■ Problems to solve:
a) From the text on the Selespeed gearbox, extract the passage from "During normal driving, it" up to and including "in city driving.", copied word for word.
b) According to the text on the Selespeed gearbox, why did the Alfa Romeo 156 switch from steering-wheel buttons to paddle-shifters in 2002? Please answer in one to three sentences.
c) Carry on writing the text about the Selespeed gearbox, picking up right after its last sentence.

■ Excerpt provided:
=== Begin Enclosure ===

Selespeed was first introduced in 1999 in the Alfa Romeo 156. At that time it was the first car in its class with such a robotized gearbox. This first version had buttons on the steering wheel for changing gear. With the facelift of the 156 in 2002, these buttons were replaced by paddle-shifters (first seen in the Alfa Romeo 147) due to a new steering wheel design.

During normal driving, it is possible to use either the paddles or the joystick but if the driver tries to use paddles during joystick mode the joystick has higher priority. The speed of the gear change depends on the engine revs. If the engine has more than 5000 rpm and the throttle is pressed more than 60%, the change is faster. The system also has a rev limiter to avoid over-revving (in GTA models this behavior is removed). Downshift is accompanied by automatic rev-matching. This gearbox is made for sportive driving but the city-mode allows using it as an automatic transmission in city driving.

==Models==
Automated manual transmissions made by Magneti Marelli are called “Selespeed” in Alfa Romeo cars, “Dualogic” in Fiat cars, and “D.F.N” (Dolce Far Niente) in Lancia cars.

=== End Enclosure ===

■ Record excerpts:
=== Begin Enclosure ===

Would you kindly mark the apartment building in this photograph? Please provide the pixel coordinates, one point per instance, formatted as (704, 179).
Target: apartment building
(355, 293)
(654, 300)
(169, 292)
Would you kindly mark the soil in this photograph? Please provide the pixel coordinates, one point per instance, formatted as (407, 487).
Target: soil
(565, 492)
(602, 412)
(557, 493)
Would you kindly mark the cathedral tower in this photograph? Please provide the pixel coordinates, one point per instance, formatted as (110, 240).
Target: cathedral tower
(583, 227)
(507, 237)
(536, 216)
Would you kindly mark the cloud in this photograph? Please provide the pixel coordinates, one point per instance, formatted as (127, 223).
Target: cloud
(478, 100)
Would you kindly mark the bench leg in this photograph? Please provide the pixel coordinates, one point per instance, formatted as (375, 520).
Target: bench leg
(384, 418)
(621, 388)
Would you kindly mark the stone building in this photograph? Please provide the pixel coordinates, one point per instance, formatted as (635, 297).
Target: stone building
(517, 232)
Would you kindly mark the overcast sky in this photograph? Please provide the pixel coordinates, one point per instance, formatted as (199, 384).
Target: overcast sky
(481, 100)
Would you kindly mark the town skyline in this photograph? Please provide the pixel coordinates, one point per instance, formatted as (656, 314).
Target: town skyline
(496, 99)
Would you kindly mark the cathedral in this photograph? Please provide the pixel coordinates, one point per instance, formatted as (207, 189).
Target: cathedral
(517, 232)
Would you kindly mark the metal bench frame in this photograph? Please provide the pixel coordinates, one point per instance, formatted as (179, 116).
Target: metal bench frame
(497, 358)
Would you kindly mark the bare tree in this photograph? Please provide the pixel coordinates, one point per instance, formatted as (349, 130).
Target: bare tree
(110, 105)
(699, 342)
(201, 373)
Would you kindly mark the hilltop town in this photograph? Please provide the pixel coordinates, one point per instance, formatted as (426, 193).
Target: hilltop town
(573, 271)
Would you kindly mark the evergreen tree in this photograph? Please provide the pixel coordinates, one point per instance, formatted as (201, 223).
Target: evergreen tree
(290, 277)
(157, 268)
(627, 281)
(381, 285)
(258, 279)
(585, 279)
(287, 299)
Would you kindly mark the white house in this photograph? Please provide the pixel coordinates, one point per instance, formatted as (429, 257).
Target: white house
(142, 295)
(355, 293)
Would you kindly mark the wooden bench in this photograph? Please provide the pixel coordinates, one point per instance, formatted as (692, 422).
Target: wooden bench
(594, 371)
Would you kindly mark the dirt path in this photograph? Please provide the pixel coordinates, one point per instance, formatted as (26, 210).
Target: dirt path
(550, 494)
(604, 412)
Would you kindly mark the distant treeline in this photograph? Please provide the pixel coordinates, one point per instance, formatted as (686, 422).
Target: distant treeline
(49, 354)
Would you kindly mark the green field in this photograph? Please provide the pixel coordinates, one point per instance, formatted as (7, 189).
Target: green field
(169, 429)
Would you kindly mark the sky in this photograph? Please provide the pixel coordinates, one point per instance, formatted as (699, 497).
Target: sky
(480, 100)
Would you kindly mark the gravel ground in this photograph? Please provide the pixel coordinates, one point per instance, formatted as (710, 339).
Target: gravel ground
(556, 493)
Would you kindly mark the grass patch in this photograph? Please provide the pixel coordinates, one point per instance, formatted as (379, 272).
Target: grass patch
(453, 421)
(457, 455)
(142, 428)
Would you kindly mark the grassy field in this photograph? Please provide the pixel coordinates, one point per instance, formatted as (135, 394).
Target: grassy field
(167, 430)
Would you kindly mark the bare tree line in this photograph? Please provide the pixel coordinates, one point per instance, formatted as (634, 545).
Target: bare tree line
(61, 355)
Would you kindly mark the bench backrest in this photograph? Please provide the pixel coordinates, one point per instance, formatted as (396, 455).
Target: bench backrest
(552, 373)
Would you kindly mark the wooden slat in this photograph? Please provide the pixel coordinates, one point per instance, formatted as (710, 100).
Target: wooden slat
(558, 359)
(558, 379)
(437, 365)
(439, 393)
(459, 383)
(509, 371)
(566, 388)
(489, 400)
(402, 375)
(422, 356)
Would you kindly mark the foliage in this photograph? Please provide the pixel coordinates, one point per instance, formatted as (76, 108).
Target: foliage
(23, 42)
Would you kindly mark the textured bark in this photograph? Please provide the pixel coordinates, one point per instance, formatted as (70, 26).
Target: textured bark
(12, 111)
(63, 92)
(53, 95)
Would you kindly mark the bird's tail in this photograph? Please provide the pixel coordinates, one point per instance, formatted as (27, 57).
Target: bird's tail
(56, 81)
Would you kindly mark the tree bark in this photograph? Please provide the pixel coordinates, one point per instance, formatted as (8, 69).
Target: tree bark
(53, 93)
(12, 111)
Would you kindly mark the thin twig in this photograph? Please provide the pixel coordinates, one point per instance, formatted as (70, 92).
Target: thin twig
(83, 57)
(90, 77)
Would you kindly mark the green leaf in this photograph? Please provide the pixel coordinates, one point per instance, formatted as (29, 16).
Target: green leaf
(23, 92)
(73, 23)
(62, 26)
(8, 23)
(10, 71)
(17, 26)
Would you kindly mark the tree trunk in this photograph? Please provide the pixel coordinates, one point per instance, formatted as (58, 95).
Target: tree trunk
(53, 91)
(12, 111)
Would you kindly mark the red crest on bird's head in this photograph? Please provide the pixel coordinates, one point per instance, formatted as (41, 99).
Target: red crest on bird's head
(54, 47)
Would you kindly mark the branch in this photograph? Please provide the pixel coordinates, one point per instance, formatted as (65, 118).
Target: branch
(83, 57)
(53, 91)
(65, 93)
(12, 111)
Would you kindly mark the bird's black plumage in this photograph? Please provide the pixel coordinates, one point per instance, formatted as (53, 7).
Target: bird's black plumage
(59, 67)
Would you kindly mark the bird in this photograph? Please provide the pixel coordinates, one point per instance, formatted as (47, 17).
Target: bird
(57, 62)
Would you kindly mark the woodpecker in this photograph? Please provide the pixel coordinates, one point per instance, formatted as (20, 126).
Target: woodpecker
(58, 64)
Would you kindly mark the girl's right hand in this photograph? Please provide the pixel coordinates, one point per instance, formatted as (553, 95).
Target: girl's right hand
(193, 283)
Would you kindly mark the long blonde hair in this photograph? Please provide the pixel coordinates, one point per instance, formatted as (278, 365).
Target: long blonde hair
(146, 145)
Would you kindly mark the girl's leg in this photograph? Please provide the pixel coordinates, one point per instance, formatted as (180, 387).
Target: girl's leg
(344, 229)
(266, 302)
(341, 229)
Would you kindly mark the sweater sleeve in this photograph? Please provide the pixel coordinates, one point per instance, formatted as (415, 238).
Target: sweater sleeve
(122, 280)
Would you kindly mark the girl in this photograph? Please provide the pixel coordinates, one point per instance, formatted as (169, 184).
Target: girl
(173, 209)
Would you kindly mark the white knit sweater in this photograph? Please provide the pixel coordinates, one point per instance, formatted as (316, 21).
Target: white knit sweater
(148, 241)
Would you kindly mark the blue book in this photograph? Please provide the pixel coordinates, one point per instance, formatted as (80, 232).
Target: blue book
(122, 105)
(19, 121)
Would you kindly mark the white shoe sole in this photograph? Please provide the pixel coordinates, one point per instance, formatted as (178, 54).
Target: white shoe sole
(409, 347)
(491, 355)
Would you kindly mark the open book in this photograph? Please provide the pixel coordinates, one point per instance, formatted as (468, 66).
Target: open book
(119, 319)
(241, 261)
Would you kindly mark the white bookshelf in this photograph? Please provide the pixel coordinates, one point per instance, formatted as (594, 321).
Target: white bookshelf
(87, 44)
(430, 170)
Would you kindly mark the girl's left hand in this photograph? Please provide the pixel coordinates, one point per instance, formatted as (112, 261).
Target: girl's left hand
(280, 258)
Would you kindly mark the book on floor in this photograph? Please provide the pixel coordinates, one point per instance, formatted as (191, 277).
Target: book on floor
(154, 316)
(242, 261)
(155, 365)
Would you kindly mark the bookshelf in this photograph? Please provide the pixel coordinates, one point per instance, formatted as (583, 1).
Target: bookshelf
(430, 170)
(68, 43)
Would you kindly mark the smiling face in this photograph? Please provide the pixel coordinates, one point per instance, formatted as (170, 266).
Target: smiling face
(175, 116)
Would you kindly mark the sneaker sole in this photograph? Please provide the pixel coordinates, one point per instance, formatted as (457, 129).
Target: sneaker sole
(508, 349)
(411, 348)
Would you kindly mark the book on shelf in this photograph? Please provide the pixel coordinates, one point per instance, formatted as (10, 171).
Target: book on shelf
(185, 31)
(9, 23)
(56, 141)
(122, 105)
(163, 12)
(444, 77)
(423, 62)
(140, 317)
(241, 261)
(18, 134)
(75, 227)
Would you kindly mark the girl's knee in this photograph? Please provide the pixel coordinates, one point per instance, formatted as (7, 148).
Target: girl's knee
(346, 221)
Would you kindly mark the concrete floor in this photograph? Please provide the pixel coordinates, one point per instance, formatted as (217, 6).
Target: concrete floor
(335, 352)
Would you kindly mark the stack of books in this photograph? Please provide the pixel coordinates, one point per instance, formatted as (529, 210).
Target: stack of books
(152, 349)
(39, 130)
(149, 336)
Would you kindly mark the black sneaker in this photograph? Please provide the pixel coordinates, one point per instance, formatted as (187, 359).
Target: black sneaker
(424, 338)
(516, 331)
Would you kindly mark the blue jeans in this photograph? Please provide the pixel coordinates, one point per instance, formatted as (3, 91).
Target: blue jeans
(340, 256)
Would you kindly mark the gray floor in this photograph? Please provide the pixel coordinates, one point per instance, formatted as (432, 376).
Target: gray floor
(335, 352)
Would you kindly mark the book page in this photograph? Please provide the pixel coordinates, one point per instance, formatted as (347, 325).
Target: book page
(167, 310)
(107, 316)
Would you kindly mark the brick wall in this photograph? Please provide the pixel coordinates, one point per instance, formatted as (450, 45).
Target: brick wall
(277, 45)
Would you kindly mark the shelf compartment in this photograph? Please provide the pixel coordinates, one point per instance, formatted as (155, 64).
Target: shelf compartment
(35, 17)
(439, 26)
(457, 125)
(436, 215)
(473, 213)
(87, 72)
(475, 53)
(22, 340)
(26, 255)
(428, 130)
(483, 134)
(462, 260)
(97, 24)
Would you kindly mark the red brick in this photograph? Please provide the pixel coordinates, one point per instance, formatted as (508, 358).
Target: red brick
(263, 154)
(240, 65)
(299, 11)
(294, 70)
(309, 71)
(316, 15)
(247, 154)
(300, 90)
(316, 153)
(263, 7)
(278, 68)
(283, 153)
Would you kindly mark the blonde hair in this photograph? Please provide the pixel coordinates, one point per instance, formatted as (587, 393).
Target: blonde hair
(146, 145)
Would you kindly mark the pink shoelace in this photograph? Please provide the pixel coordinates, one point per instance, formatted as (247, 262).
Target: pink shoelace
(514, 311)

=== End Enclosure ===

■ List of answers:
a)
During normal driving, it is possible to use either the paddles or the joystick but if the driver tries to use paddles during joystick mode the joystick has higher priority. The speed of the gear change depends on the engine revs. If the engine has more than 5000 rpm and the throttle is pressed more than 60%, the change is faster. The system also has a rev limiter to avoid over-revving (in GTA models this behavior is removed). Downshift is accompanied by automatic rev-matching. This gearbox is made for sportive driving but the city-mode allows using it as an automatic transmission in city driving.

b) When the 156 received its facelift in 2002, a new steering wheel design was introduced. Because of that new design, the gear-change buttons on the steering wheel were replaced by paddle-shifters, which had first appeared in the Alfa Romeo 147.

c)
| Model | Version |
|---|---|
| 156 | 2.0 TS |
| 156 GTA | 3.2 GTA |
| 156 | 2.0 JTS |
| 147 | 2.0 TS |
| 147 GTA | 3.2 GTA |
| GT | 2.0 JTS |
| 159 | 2.2 JTS |
| Brera | 2.2 JTS |
| Spider | 2.2 JTS |
| Fiat Punto (1999) | 1.2 8V, 1.2 16V, 1.3 Multijet, 1.4 16V |
| Fiat Stilo | 2.4 20V |
| Fiat 500 (2007) |  |
| Lancia Ypsilon (2003) | 1.2 8V, 1.3 Multijet, 1.4 16V |
| Lancia Musa | 1.3 Multijet, 1.4 16V |
| Lancia Ypsilon (2011) |  |

Other cars using similar gearboxes are the Ferrari 355 F1 and Aston Martin Vanquish. The base system is similar in all cars but the speed of operation is usually faster in higher priced cars. BMW's first generation SMG was also partly a Magneti Marelli system. Also Fiat, Lamborghini, Maserati, Mercedes-Benz, Renault, Peugeot and Citroen used the Selespeed system.